BEGIN Selected excerpt

The National Institute for Health and Care Excellence has published interim guidance barring patients with advanced bowel cancer from routine NHS access to Merck Serono’s Erbitux and Amgen’s Vectibix, the only two personalised options still available for the disease.

The cost regulator for NHS treatments in England and Wales has ruled that neither drug would be a cost-effective use of resources as first-line treatment alongside chemotherapy for RAS wild-type metastatic colorectal cancer, in what UK charity Beating Bowel Cancer has called a “devastating decision”.

While recognising their clinical effectiveness, the Institute’s Expert Review group concluded that even if they were provided for free they would still not be cost-effective, as the methodology used takes into account all the associated treatment costs, including the partner chemo regimens and hospital expenses. 

The decision means that both drugs will now only be available to NHS patients in England via the Cancer Drugs Fund, but this comes to an end in March next year, after which patients with metastatic bowel cancer will no longer be able to access a personalised therapy in the country. 

“Treatment for advanced bowel cancer in this country will be going backwards, with patients diagnosed in 2016 facing worse care than patients diagnosed in 2015,” argued Mark Flannagan, chief executive of Beating Bowel Cancer, slamming the move. He called on NICE to reconsider its decision “before the UK slips behind the rest of Europe and the world”.

“We are disappointed with the preliminary NICE recommendation which in our opinion brings into question the methodology used to assess personalised medicines in patients with metastatic cancer,” added Elisabeth Prchla, General Manager, Merck in the UK and Ireland.

Both Erbitux and Vectibix had previously been rejected by NICE as second-line therapies for advanced bowel cancer in 2012, but their labelling was subsequently updated by European regulators to reflect their greatest efficacy in RAS wild-type forms of the disease, triggering a renewed technology appraisal in the first-line setting.

END Selected excerpt
BEGIN Records supplied

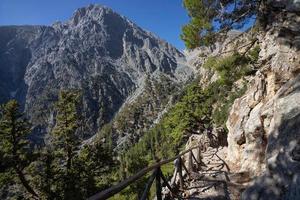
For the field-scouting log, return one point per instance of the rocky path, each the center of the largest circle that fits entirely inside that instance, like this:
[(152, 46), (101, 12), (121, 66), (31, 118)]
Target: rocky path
[(214, 180)]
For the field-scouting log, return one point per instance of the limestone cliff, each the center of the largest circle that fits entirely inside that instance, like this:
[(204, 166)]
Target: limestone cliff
[(264, 123)]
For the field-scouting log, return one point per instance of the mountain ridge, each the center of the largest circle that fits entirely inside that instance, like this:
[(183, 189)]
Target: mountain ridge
[(96, 50)]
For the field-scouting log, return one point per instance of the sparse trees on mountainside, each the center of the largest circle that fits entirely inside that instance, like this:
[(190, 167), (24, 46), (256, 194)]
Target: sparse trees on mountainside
[(210, 19), (14, 147)]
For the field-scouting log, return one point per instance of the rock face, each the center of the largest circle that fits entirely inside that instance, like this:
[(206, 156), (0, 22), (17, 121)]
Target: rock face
[(97, 51), (263, 124)]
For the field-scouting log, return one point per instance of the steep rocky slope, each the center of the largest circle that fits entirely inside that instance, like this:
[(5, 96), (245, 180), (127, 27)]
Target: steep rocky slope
[(263, 124), (97, 51)]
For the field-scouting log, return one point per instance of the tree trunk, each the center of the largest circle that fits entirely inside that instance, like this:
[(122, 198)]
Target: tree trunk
[(25, 183)]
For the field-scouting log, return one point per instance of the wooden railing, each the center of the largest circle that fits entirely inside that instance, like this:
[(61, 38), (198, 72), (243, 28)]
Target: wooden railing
[(158, 175)]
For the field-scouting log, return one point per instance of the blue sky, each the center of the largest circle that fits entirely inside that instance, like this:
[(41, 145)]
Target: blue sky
[(162, 17)]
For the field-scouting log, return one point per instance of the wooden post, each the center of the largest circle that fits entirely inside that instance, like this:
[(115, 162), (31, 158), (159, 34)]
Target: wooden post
[(167, 183), (158, 184), (180, 172), (190, 162), (199, 157)]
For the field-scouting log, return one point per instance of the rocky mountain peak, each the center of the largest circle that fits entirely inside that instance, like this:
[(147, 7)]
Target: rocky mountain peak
[(97, 51)]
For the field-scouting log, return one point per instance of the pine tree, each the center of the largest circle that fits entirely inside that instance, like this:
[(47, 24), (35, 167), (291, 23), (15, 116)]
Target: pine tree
[(211, 19), (66, 141), (14, 146)]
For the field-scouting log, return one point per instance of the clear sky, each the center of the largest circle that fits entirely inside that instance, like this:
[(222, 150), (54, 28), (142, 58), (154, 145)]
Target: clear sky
[(162, 17)]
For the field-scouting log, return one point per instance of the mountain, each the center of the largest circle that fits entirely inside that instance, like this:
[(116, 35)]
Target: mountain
[(104, 55)]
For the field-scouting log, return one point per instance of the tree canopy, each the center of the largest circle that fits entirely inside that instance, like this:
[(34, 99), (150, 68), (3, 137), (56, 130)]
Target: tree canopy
[(211, 19)]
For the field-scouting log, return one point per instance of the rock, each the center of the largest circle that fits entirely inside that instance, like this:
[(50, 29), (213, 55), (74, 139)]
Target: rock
[(283, 170), (97, 51)]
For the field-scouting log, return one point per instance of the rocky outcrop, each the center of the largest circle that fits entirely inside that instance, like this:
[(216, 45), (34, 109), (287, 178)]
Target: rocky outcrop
[(281, 179), (263, 124), (97, 51)]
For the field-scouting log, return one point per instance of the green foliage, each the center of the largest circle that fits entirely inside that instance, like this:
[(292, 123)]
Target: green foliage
[(230, 68), (205, 14), (15, 154)]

END Records supplied

— Exercise tasks —
A – Write out the passage of the bowel cancer drug article between "The decision means" and "in the country.", inclusive.
B – Answer these questions using the bowel cancer drug article:
(i) Which UK charity called the ruling a "devastating decision"?
(ii) In what month does the Cancer Drugs Fund come to an end?
(iii) In what year had NICE previously rejected both drugs as second-line therapies for advanced bowel cancer?
C – Translate this sentence from the bowel cancer drug article into Spanish: "The decision means that both drugs will now only be available to NHS patients in England via the Cancer Drugs Fund, but this comes to an end in March next year, after which patients with metastatic bowel cancer will no longer be able to access a personalised therapy in the country."

— Task-by-task answers —
A –
The decision means that both drugs will now only be available to NHS patients in England via the Cancer Drugs Fund, but this comes to an end in March next year, after which patients with metastatic bowel cancer will no longer be able to access a personalised therapy in the country.

B –
(i) Beating Bowel Cancer
(ii) March
(iii) 2012

C – La decisión significa que ambos fármacos ahora solo estarán disponibles para los pacientes del NHS en Inglaterra a través del Cancer Drugs Fund, pero este llega a su fin en marzo del próximo año, después de lo cual los pacientes con cáncer de intestino metastásico ya no podrán acceder a una terapia personalizada en el país.